Required task >>
In the data below, rewrite the lines between the one holding "Would you mind finding the electrical" and the one holding "[0,826,28,912]", inclusive, with "electrical wire" changed to "power cable" and everything else the same. Give only those lines.

Information provided >>
=====

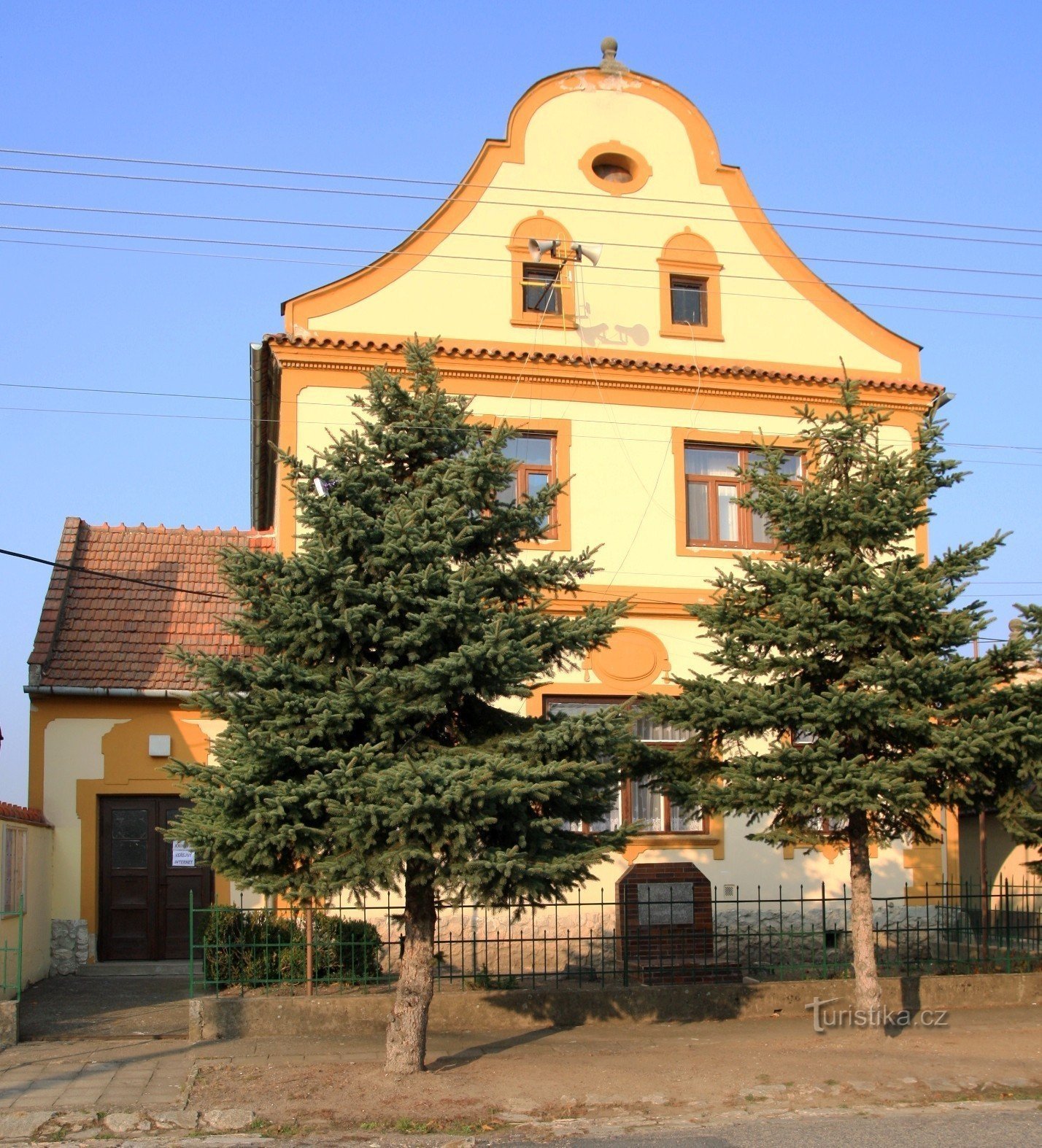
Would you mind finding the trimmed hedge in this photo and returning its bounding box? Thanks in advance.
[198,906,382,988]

=====

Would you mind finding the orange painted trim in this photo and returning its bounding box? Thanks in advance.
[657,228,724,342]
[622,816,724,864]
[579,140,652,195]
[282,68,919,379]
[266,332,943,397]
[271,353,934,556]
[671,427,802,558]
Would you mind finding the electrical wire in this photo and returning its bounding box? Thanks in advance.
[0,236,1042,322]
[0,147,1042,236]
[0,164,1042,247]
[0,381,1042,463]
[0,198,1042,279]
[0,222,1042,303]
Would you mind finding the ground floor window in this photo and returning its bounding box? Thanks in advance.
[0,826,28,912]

=====

Full answer >>
Would you mind finding the power cable in this photo and returning its bounding box? Thanks in advance.
[0,236,1042,322]
[0,147,1042,236]
[0,164,1042,247]
[0,381,1042,463]
[0,198,1042,279]
[0,222,1042,303]
Would you mind finding the ground floor window in this photo and returning its bounding box? Thanks in advance.
[0,826,28,912]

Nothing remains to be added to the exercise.